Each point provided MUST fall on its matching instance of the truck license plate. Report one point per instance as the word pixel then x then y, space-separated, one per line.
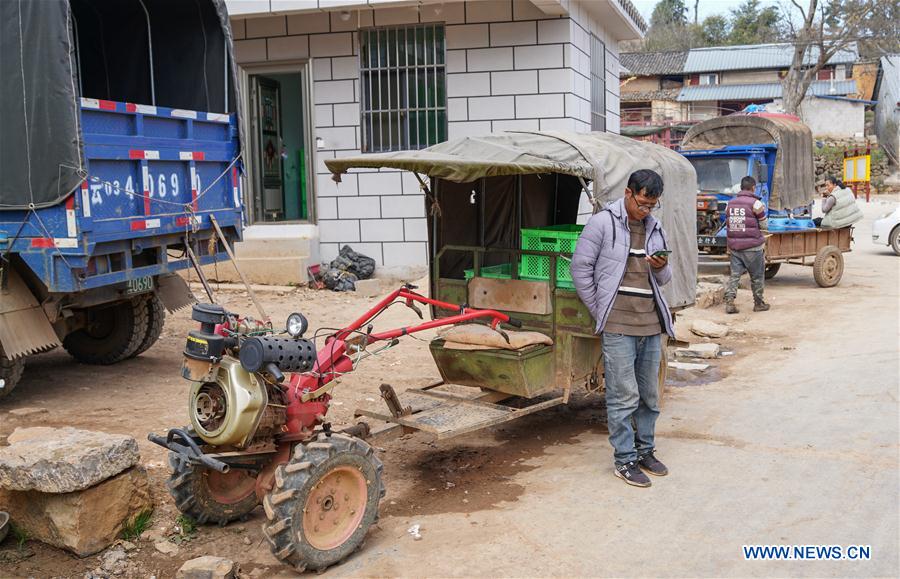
pixel 140 285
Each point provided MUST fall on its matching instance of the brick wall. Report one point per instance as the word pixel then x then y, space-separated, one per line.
pixel 509 67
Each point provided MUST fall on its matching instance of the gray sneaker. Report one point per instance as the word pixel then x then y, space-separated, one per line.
pixel 631 474
pixel 649 464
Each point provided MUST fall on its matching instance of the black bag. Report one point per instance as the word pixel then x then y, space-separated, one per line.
pixel 362 266
pixel 339 280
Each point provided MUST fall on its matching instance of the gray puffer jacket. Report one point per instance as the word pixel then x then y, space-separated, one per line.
pixel 598 264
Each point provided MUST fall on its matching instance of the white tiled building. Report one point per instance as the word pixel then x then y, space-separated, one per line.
pixel 379 75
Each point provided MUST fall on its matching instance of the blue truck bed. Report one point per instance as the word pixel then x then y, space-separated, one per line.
pixel 153 177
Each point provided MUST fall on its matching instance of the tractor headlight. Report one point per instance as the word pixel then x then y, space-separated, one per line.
pixel 296 325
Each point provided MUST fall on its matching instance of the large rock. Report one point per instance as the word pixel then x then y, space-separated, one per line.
pixel 709 295
pixel 207 568
pixel 709 329
pixel 85 521
pixel 63 460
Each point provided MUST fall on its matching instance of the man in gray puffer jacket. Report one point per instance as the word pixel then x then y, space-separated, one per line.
pixel 619 264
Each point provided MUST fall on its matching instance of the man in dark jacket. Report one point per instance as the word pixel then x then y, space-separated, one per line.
pixel 745 218
pixel 619 264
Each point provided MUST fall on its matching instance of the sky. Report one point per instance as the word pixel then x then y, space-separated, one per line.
pixel 706 8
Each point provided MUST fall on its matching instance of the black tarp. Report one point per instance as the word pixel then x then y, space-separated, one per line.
pixel 43 46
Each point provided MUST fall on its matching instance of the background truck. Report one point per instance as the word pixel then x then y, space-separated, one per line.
pixel 120 147
pixel 775 149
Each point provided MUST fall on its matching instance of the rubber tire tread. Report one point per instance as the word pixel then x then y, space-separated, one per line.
pixel 281 530
pixel 105 351
pixel 186 487
pixel 11 372
pixel 819 266
pixel 156 318
pixel 894 239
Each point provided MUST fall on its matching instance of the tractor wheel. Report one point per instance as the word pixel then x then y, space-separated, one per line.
pixel 208 496
pixel 10 373
pixel 895 239
pixel 112 333
pixel 156 317
pixel 324 501
pixel 828 266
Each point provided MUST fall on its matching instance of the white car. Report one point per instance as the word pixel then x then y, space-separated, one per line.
pixel 886 231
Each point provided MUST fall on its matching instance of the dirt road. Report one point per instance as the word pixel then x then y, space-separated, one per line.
pixel 793 440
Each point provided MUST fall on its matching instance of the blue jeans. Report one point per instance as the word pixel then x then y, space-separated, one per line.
pixel 631 372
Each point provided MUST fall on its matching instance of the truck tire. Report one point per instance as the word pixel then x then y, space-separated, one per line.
pixel 324 501
pixel 207 496
pixel 828 267
pixel 112 333
pixel 156 317
pixel 10 373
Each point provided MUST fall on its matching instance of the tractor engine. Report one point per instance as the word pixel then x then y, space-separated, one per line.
pixel 236 397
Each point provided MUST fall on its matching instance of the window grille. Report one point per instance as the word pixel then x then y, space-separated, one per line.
pixel 403 82
pixel 598 84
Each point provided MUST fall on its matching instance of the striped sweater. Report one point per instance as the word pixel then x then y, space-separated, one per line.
pixel 634 309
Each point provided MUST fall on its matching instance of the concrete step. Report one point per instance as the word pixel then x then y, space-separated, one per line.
pixel 259 270
pixel 265 248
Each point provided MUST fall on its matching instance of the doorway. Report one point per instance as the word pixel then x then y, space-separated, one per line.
pixel 280 154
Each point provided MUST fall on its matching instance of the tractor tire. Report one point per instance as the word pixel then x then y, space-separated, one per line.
pixel 308 495
pixel 10 373
pixel 207 496
pixel 112 333
pixel 156 317
pixel 894 238
pixel 828 267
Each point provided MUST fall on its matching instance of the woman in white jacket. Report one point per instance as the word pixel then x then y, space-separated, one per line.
pixel 838 205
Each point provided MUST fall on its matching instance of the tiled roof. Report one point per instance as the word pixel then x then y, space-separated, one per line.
pixel 667 94
pixel 652 63
pixel 760 91
pixel 757 56
pixel 720 58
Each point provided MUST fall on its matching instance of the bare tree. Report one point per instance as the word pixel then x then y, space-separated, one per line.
pixel 829 26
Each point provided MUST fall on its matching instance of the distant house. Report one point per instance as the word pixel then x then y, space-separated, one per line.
pixel 321 79
pixel 887 111
pixel 659 90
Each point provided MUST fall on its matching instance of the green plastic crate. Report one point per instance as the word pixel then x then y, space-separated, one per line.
pixel 554 238
pixel 502 271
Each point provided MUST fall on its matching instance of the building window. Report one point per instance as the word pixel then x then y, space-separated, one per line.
pixel 404 88
pixel 598 84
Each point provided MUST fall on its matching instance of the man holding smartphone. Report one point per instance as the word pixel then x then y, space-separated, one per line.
pixel 619 264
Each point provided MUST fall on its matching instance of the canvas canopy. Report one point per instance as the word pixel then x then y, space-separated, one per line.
pixel 53 52
pixel 793 181
pixel 604 159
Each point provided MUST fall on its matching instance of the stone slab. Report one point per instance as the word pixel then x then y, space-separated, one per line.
pixel 83 522
pixel 63 460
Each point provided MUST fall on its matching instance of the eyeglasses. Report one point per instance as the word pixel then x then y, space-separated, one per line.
pixel 645 206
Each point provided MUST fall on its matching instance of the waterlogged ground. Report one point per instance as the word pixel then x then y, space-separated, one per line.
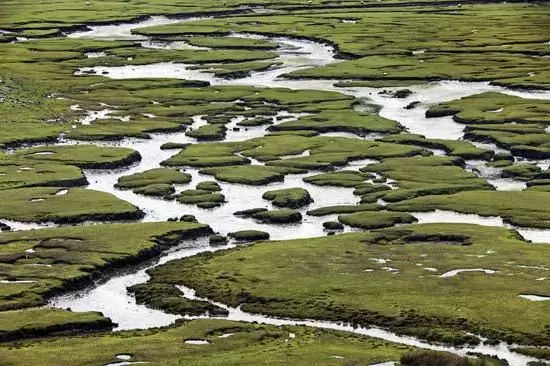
pixel 224 168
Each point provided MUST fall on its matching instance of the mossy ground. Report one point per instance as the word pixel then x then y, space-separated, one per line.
pixel 60 258
pixel 168 347
pixel 391 277
pixel 326 277
pixel 34 323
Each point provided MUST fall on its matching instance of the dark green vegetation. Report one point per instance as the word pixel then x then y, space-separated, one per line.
pixel 249 235
pixel 343 178
pixel 283 216
pixel 511 122
pixel 168 347
pixel 390 277
pixel 34 323
pixel 499 48
pixel 64 206
pixel 529 208
pixel 329 210
pixel 375 219
pixel 16 173
pixel 83 156
pixel 40 263
pixel 289 197
pixel 165 296
pixel 154 182
pixel 201 198
pixel 324 153
pixel 421 176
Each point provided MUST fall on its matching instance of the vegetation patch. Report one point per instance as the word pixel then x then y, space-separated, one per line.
pixel 523 208
pixel 366 278
pixel 201 198
pixel 289 197
pixel 283 216
pixel 250 174
pixel 83 156
pixel 249 235
pixel 46 262
pixel 35 323
pixel 228 343
pixel 42 204
pixel 167 297
pixel 375 219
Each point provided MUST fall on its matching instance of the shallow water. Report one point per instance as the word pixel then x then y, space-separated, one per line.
pixel 110 296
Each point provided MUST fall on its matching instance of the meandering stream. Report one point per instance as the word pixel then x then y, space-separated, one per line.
pixel 110 296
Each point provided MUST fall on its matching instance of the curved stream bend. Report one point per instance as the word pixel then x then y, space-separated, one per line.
pixel 111 297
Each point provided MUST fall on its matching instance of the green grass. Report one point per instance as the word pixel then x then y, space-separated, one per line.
pixel 249 235
pixel 208 132
pixel 422 176
pixel 343 278
pixel 153 177
pixel 375 219
pixel 485 108
pixel 343 178
pixel 343 209
pixel 288 197
pixel 341 121
pixel 19 174
pixel 529 208
pixel 70 256
pixel 500 48
pixel 282 216
pixel 42 204
pixel 232 43
pixel 167 347
pixel 201 198
pixel 460 148
pixel 30 323
pixel 168 298
pixel 83 156
pixel 250 174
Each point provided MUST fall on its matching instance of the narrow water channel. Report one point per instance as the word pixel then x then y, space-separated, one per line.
pixel 110 296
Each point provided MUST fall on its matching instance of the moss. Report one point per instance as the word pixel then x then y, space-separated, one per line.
pixel 201 198
pixel 420 358
pixel 462 149
pixel 250 174
pixel 283 216
pixel 156 190
pixel 19 174
pixel 375 219
pixel 153 177
pixel 289 197
pixel 168 298
pixel 249 235
pixel 72 256
pixel 529 208
pixel 208 132
pixel 343 178
pixel 35 323
pixel 521 171
pixel 232 43
pixel 83 156
pixel 341 121
pixel 76 205
pixel 173 146
pixel 330 210
pixel 333 225
pixel 228 343
pixel 209 186
pixel 371 278
pixel 249 212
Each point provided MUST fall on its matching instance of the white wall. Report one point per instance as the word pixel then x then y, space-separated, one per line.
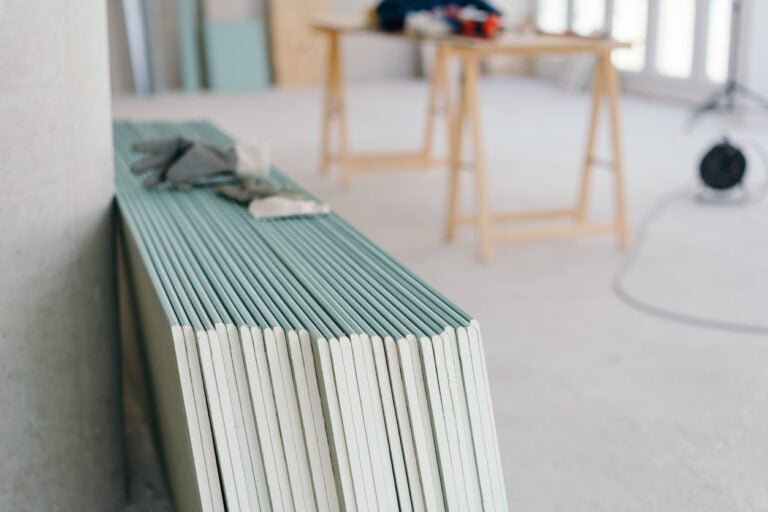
pixel 60 434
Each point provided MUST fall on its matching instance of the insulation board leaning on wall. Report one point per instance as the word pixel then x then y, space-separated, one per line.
pixel 295 365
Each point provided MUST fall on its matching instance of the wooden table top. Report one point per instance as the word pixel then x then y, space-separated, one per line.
pixel 507 42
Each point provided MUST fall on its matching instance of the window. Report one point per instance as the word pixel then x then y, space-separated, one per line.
pixel 674 47
pixel 588 16
pixel 675 43
pixel 719 35
pixel 553 15
pixel 630 22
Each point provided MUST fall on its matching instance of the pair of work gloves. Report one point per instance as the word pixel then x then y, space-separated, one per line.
pixel 183 162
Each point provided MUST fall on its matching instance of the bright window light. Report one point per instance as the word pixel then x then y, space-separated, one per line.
pixel 588 16
pixel 718 40
pixel 552 15
pixel 674 53
pixel 630 21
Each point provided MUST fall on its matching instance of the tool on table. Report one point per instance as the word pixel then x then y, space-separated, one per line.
pixel 435 17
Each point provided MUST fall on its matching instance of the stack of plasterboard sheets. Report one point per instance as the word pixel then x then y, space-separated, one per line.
pixel 295 365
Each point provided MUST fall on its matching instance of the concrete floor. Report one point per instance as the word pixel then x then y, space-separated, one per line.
pixel 599 407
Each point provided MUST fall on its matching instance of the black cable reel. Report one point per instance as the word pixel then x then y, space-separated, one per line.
pixel 722 170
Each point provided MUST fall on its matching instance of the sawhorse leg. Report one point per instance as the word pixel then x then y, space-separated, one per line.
pixel 334 110
pixel 468 109
pixel 605 84
pixel 439 102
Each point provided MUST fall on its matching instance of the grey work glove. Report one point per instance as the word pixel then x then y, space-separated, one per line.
pixel 183 161
pixel 249 189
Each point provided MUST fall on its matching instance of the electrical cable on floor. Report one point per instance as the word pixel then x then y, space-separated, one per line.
pixel 661 206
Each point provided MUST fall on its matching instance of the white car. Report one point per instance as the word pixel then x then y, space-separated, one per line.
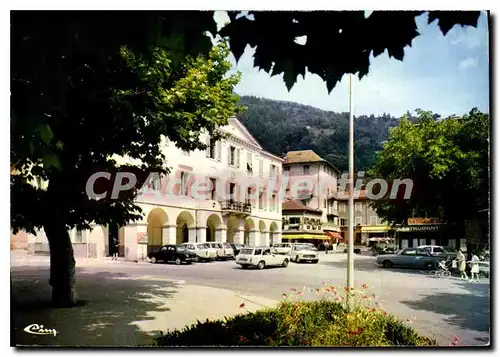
pixel 220 251
pixel 282 248
pixel 229 250
pixel 202 250
pixel 304 252
pixel 260 257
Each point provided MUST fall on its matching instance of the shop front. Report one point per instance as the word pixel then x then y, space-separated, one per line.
pixel 315 238
pixel 370 235
pixel 412 236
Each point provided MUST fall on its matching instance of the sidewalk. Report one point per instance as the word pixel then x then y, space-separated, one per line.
pixel 120 311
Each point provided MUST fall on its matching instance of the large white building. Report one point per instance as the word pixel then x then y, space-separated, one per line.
pixel 225 193
pixel 310 211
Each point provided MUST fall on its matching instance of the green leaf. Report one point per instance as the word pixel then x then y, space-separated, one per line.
pixel 32 148
pixel 45 133
pixel 51 160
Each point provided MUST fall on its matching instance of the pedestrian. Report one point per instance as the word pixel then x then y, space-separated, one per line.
pixel 334 247
pixel 116 243
pixel 474 267
pixel 461 265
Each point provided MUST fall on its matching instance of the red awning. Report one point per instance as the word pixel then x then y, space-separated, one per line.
pixel 334 235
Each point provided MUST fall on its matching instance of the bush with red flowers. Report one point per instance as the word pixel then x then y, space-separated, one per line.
pixel 298 321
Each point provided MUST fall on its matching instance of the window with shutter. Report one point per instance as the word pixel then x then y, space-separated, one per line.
pixel 219 151
pixel 207 150
pixel 233 156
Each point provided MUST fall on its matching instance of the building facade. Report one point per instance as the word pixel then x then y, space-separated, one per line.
pixel 368 227
pixel 310 207
pixel 227 193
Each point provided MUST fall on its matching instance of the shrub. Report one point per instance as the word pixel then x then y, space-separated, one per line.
pixel 296 322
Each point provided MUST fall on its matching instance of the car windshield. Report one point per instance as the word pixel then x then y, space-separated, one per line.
pixel 307 247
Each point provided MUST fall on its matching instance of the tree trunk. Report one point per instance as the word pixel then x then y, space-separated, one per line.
pixel 62 265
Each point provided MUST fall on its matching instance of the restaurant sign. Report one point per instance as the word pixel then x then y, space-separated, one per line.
pixel 416 221
pixel 420 228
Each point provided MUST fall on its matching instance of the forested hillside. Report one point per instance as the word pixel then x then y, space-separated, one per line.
pixel 283 126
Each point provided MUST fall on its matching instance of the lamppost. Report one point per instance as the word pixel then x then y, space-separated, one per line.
pixel 350 221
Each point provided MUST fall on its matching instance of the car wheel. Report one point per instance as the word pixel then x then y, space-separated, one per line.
pixel 429 266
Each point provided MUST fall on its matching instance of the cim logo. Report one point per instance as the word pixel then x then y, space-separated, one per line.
pixel 36 329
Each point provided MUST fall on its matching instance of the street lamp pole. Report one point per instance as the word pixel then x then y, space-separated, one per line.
pixel 350 224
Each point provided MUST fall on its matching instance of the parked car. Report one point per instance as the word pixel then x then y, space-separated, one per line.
pixel 438 250
pixel 301 252
pixel 283 248
pixel 260 257
pixel 172 253
pixel 237 248
pixel 220 251
pixel 410 258
pixel 202 251
pixel 230 254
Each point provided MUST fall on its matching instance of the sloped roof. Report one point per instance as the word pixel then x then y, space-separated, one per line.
pixel 293 157
pixel 305 156
pixel 358 195
pixel 295 205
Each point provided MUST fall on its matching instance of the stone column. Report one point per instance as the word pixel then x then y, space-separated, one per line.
pixel 275 237
pixel 131 234
pixel 202 234
pixel 192 235
pixel 221 234
pixel 264 238
pixel 169 234
pixel 97 242
pixel 253 238
pixel 239 236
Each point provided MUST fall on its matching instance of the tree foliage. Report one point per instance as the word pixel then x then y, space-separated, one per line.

DIRECTION
Can you reproduce everything from the line containing "of the doorway." down to the line containing "pixel 280 154", and nothing else, keeping the request line unchanged? In the answer line, multiply each pixel coordinate by 1.15 and round to the nearest whole number, with halves rounding up.

RESPONSE BELOW
Each point provided MUST fall on its matching instance of the doorway. Report one point per instance as the word pixel then x then y, space-separated, one per line.
pixel 322 177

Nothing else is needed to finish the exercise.